EXCERPT ->

* * *

Having a fussy eater in the house can affect the whole family and be an emotional issue for everyone.  It’s easy for others to tell you not to stress and that it will pass but living with a fussy eater is no walk in the park.

While children’s tastes differ from adults and fussy eating will most likely NOT last forever, a study at Duke University https://www.dukeeatingdisorders.com/m-e-d-i-a

Suggests that fussy eating may be an indicator of anxiety, depression and other social issues later in life.

My own experience with fussy eating came when my son turned 2, which is the age psychologists suggest the neo-phobic (fear of new things) stage can take hold until around the age of 6 or 7 years.  My son also had dreadful eczema and I decided to put him on the GAPS diet, which ended up helping enormously.  It was a strict diet eliminating many foods initially.  My son wasn’t terribly impressed with being offered chicken and lamb stew for breakfast, lunch and dinner but when he was hungry enough, he ate them and I have to say he’s been an awesome eater ever since.  He was on the path of refusing everything except dried fruit and yoghurt so I believe GAPS benefitted his eczema AND his fussy eating.

My experience with GAPS will be the subject of another post but for now, here are my top tips for avoiding fussy eating.

  1. Don’t assume that your baby/toddler or child dislikes a food because they spit it out once or twice. Experts say that it can take between 10-20 exposures to a food before a child will accept it.  Persist with offering but don’t force them to try it or to finish it.


  1. Don’t offer ‘easy’ alternatives to family meals like yoghurt or crackers for fear your child will starve. Serve a family meal but allow choices (within reason) to suit individual tastes.  For instance, offer tomato OR olives, OR both, or allow the choice of condiments to give them some sense of control over what they are eating.  Allow them choices within your parameters.


  1. Don’t bribe or threaten. Try to avoid strong emotions around food.  I’ve always given my kids the choice of whether to finish their meal or not but the rule in my house has been that those who don’t finish (within reason or unless completely full) don’t eat dessert.  There is never anger or pushing them to finish so they get the dessert, it’s completely their ‘choice’ to finish and eat dessert or to not finish and not eat dessert.  (this may be low level bribery but as dessert is usually berries, yoghurt or a square of raw chocolate, it hasn’t seemed that brutal and has worked well in our house)!


  1. Don’t buy what you don’t want them to eat. When I hear mamas cry, ‘he/she will only eat sweet biscuits’, I think, ‘why are there sweet biscuits being offered?’  If you offer junk food, they’ll learn to prefer junk food.  If it’s not in the house, they won’t be able to work on you for it and YOU won’t be tempted to eat junk either!


  1. Get toddlers and children involved in meal preparation. Just giving them a bowl to mix some salad leaves, an avocado to cut up, jobs to fetch items from the fridge or pantry will help them feel involved and get them feeling and touching wholefoods.  Kids love to have tasks to complete and love to feel helpful.  If I am in a mad rush to get a meal prepared, I have given my kids a small bowl of random ingredients to mix to keep them busy which has worked to keep them entertained and me able to prepare without fingers grabbing at the real meal.  Growing herbs or fruit and vegetables is an even better way to get them keen on wholesome foods.

* * *

DATA ENTRIES ->

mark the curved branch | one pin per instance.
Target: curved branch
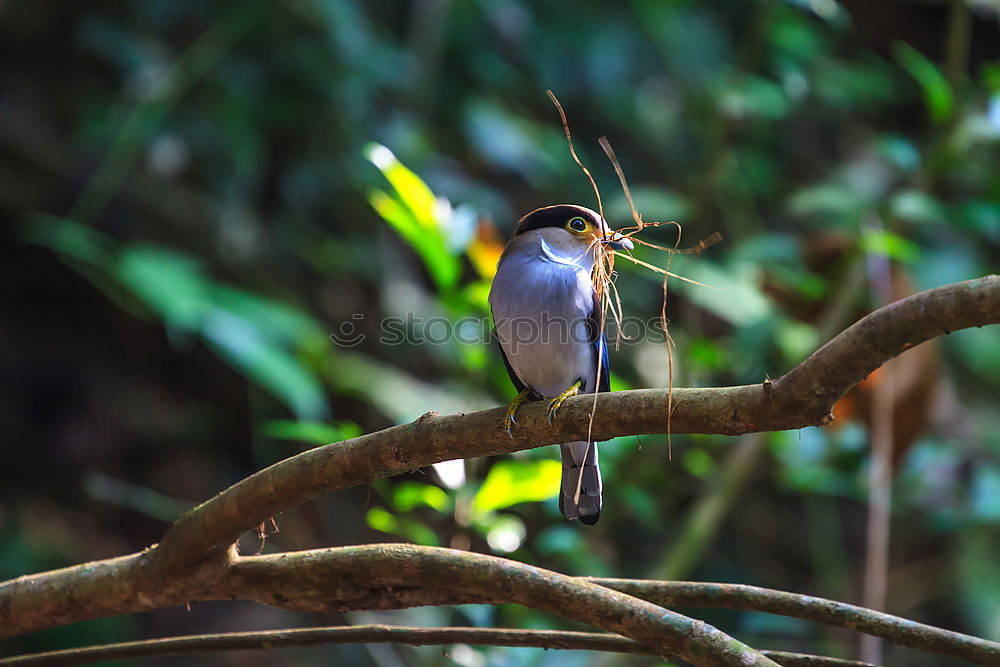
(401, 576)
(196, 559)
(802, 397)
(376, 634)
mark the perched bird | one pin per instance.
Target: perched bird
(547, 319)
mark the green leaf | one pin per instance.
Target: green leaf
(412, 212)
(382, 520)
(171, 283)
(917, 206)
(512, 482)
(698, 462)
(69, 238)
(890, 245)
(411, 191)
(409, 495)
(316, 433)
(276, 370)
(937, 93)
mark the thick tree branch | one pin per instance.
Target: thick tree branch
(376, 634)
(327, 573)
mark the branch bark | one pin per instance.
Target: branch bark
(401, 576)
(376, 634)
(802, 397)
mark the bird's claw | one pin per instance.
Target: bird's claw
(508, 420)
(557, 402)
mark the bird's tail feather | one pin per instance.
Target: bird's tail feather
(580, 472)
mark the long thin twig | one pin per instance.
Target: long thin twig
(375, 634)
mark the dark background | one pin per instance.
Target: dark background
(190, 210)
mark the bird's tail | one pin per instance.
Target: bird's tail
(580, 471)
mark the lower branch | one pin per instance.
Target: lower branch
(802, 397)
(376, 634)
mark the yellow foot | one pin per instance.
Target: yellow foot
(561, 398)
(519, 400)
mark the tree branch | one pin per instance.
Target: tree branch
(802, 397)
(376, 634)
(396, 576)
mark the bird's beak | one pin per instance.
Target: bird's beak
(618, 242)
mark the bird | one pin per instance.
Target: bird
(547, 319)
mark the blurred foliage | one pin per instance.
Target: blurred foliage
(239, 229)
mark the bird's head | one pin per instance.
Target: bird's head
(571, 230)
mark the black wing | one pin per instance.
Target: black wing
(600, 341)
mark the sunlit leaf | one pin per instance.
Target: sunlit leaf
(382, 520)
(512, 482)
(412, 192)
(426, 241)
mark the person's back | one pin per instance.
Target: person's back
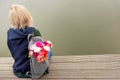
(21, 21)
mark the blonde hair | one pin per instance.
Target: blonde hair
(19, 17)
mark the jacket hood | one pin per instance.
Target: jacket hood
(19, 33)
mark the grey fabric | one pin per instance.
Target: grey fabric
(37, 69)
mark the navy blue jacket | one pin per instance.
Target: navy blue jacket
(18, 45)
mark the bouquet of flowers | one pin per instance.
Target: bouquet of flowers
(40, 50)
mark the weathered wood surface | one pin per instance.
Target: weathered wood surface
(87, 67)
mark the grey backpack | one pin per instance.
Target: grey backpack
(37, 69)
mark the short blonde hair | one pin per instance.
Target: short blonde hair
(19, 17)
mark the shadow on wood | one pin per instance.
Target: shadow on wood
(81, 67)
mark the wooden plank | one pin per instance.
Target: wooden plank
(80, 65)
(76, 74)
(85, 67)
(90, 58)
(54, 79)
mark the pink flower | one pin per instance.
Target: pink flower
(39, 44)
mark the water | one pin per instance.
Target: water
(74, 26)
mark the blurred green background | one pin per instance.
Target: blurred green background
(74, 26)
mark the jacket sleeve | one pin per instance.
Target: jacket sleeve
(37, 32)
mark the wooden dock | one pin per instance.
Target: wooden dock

* * *

WHAT IS ASKED -> Rewrite the fussy eating post from "Having a fussy" to "in the park.", changing "fussy eater" to "picky eater" everywhere it occurs. You can set the listing aside; it plays no part here.

OUTPUT FOR THIS TASK ->
Having a picky eater in the house can affect the whole family and be an emotional issue for everyone.  It’s easy for others to tell you not to stress and that it will pass but living with a picky eater is no walk in the park.